Excerpt from a dataset

--- Start ---

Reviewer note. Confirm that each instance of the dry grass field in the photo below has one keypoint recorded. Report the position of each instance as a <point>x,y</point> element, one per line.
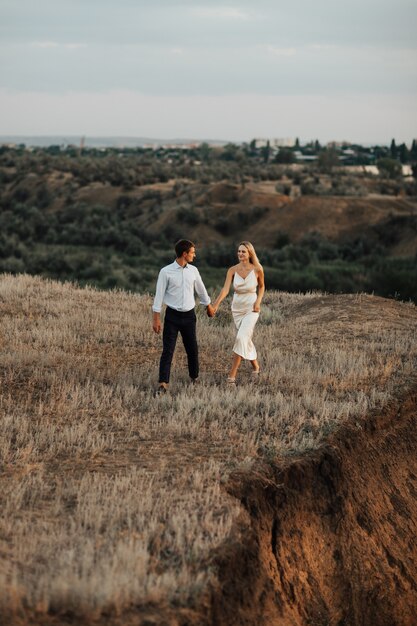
<point>113,499</point>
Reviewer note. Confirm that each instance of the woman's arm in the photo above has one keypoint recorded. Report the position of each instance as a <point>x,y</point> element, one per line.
<point>225,289</point>
<point>261,290</point>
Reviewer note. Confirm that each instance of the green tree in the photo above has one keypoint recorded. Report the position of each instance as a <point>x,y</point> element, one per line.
<point>403,153</point>
<point>389,168</point>
<point>328,158</point>
<point>393,149</point>
<point>266,152</point>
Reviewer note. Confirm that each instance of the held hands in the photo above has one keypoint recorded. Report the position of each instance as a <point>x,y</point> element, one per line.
<point>156,323</point>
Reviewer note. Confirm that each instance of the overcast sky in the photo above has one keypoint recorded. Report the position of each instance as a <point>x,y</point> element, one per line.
<point>326,69</point>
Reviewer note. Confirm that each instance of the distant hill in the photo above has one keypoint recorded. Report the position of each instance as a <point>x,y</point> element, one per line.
<point>44,141</point>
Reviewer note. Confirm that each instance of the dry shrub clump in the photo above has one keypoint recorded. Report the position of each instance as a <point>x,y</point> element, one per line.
<point>111,497</point>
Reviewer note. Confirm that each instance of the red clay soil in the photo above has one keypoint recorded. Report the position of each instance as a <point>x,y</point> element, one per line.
<point>329,539</point>
<point>332,538</point>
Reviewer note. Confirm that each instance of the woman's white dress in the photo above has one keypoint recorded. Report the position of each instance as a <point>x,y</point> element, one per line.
<point>243,315</point>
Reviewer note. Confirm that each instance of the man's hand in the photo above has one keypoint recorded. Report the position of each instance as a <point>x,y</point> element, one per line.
<point>156,323</point>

--- End ---

Brief:
Quote all of the data above word for word, leaving out the picture.

Exercise response:
Reviewer note. Confirm that each instance of the dry grass field in the photo below has one keypoint recorded. Report the position of each instance as a <point>x,y</point> element, one per line.
<point>113,499</point>
Reviewer note. Confirm that each instance of the woman's arm in the photo above has one keypoint recorded. Report the position of each instance as a <point>x,y</point> element, one per line.
<point>225,289</point>
<point>261,290</point>
Reviewer note. Confirm that each instance of the green tree in the photo above has one keypoint recorded. Report the position of each instance as a <point>x,y</point> element, one per line.
<point>403,153</point>
<point>389,168</point>
<point>328,158</point>
<point>393,149</point>
<point>266,152</point>
Reviewer note. Confirm that each instance of the held hands in the photo above has one keypoint recorded. Report the position of each instance as a <point>x,y</point> element, one per line.
<point>156,323</point>
Reviewer note. Confirm that each instance of the overcast sky in the photo above has one keypoint recorded. Report the position of each instance as a <point>x,y</point> element, one per line.
<point>326,69</point>
Reviewer note. Confirm that each instance of the distant hill in the photo above has one keypoint recorded. Report the position of each instance as a <point>x,y</point> element, one per line.
<point>44,141</point>
Reviewer note. Confirm that each instance of the dry shrub clump in the photo above has one keypoint recorded. Report the position of each instance as a <point>x,y</point> element, one per line.
<point>111,497</point>
Reviewer note. Confirm that each instance of the red clay soil in the photo above has one keypoint recorded. Report the position of each instance as a <point>x,y</point> element, one per line.
<point>329,539</point>
<point>332,538</point>
Reviewer note. Confirm that each instance of the woman's white dress in the photo above has one keypoint recorded. Report the position of each instance as a <point>x,y</point> element, one per line.
<point>243,315</point>
Reviewer note. Confirm that each instance of the man's hand in the photo above has one keypoint recorded. Report the position of each instance as a <point>x,y</point> element, one per line.
<point>156,323</point>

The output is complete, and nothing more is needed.